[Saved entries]
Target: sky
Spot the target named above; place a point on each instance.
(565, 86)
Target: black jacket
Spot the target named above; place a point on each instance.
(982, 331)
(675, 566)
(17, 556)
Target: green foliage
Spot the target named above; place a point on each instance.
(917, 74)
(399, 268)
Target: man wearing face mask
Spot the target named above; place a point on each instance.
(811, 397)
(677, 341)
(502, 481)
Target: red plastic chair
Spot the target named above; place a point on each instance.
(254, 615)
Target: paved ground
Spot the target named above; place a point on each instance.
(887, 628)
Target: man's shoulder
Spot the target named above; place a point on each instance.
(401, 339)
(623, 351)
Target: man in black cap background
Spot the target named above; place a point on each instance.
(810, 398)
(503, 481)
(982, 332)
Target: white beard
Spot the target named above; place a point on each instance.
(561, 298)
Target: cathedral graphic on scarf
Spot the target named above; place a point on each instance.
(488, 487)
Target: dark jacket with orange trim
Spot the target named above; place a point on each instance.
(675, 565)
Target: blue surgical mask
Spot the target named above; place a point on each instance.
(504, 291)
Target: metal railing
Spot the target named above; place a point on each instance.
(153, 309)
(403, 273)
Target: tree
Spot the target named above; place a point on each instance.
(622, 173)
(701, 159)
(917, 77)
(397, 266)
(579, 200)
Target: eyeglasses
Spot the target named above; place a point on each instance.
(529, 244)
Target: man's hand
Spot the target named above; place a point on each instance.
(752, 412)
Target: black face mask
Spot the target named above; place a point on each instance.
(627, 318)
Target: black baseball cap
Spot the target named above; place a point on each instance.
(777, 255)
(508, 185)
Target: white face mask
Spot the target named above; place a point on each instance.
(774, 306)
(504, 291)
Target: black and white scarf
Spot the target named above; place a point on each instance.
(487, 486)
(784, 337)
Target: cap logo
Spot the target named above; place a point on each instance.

» **Exercise aim**
Copy all the records exactly so that no character differs from the source.

» **Solution to the exercise**
Target: sky
Spot the target named above; place a point on each instance.
(565, 86)
Target: black jacket
Spot the target named above; place a point on each instance.
(982, 331)
(675, 566)
(17, 556)
Target: green foliage
Spot the target named above; place a point on each instance.
(917, 74)
(399, 268)
Target: man wearing face mask
Spot the target named above; place a point on each instance.
(811, 397)
(677, 341)
(502, 481)
Target: red plastic chair
Spot the target named above; place a point on each instance.
(254, 615)
Target: paved ground
Spot the target named above; place a point on each instance.
(887, 628)
Target: man's shoulder
Spot the target named above; place a point on each instance.
(401, 339)
(623, 351)
Target: man in black cap background
Spot the target named above; place a point on each instance.
(810, 398)
(503, 481)
(982, 332)
Target: white beard
Spot the target named above; place a point on each instance.
(561, 298)
Target: cathedral graphic on scarf
Spot the target named above; place a point on each instance.
(488, 487)
Target: dark jacket with orange trim
Spot the target named above; place a point on each instance.
(675, 565)
Target: blue surgical mask
Spot the target named above; place a point on each instance.
(504, 291)
Target: metal railing
Spot the target named above; place a point on each instance.
(153, 309)
(403, 273)
Target: tree
Spot the target named above; place a point on each instance.
(622, 173)
(701, 159)
(917, 77)
(397, 266)
(579, 200)
Target: eyeglasses
Spot the target named above; place a point on each instance.
(529, 244)
Target: man's hand
Spot the target named above; place a point on each instance.
(752, 412)
Target: black face mask
Spot the target named above; place a point on each instance.
(627, 318)
Target: black baseball cap
Spot the target named above; place a point on each instance.
(777, 255)
(508, 185)
Target: white face mask
Spot the target named above; place a point on each instance.
(774, 306)
(504, 291)
Target: black and white scarf
Spot the target named above; place a point on each instance.
(487, 486)
(784, 337)
Target: cap logo
Spot the target named above; place a point on each instance.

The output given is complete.